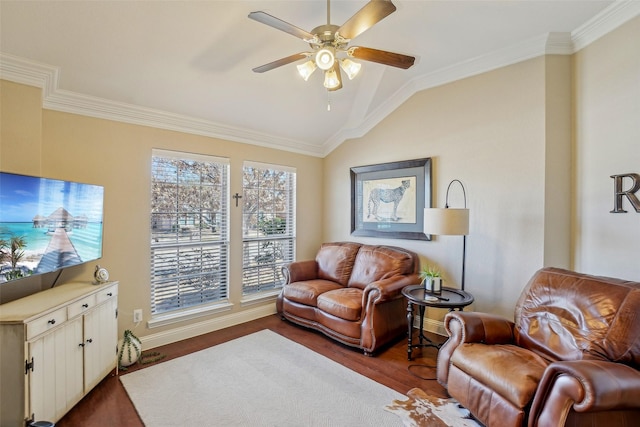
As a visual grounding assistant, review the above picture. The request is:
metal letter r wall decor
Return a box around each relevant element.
[610,173,640,213]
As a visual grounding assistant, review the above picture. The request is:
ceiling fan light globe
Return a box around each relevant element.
[340,59,362,80]
[324,70,340,89]
[316,47,336,71]
[298,61,317,82]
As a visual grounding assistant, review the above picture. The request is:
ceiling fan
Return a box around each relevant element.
[249,0,415,91]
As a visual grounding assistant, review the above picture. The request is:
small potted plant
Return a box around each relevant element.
[420,266,442,295]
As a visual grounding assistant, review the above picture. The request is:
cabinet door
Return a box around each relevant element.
[27,318,84,422]
[84,298,118,393]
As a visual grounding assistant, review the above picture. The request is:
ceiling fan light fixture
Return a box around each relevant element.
[298,61,317,82]
[324,69,340,90]
[316,47,336,71]
[340,58,362,80]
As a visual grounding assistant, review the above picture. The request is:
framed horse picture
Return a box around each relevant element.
[351,158,431,240]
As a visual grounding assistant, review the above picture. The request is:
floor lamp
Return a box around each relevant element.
[424,179,469,291]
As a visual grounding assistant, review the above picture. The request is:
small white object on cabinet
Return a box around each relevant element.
[0,282,118,426]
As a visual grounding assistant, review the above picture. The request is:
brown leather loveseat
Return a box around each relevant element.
[276,242,420,355]
[437,268,640,427]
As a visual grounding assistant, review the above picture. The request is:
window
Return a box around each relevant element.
[151,150,229,314]
[242,162,296,295]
----
Copy all of the data above word for word, but leave out the picture.

Result below:
As a visual grounding assistant, review the above picture. The request is:
metal letter r wall decor
Return a box around each relevant element.
[610,173,640,213]
As a visual grounding assistant, review the above picture. The request is:
ceiling fan light globe
Return a box around each relevant element.
[340,59,362,80]
[324,70,340,89]
[316,47,336,71]
[298,61,317,82]
As a visual grounding assistant, review the above picture. The request is:
ceiling fan
Return a box around each relevant element.
[249,0,415,91]
As a visual grounding assistant, review the above picture. The request is:
small potted plant
Return a box around each relevant element.
[420,266,442,295]
As a visual grounding assistant, review the above picture. The request is:
cabinet door
Return a box around each relevant element.
[27,318,84,422]
[84,298,118,393]
As a visual grounding assistant, review the above picture. The request is:
ceiling fan light fixture
Return a box around each relevant element.
[298,61,317,82]
[324,69,340,90]
[316,47,336,71]
[340,58,362,80]
As a visual grounding assistant, review the above picture. The request is:
framed horse picture
Return a box around each relevant element.
[351,158,431,240]
As a visual grounding assistant, review the above picture. The request is:
floor lamp
Return a box around each relevant element.
[424,179,469,291]
As a visual grounding assistant, review the above picture. The request is:
small white object on cabinet
Return a box around each relevant element.
[0,282,118,426]
As a visual grounding assistant, review the above picture. The request is:
brown leather loveseat
Return a box around each relevant element.
[276,242,420,355]
[437,268,640,427]
As a visual grounding assistant, review the above picture. The request is:
window
Return a box around each relevant element.
[151,150,229,314]
[242,162,296,295]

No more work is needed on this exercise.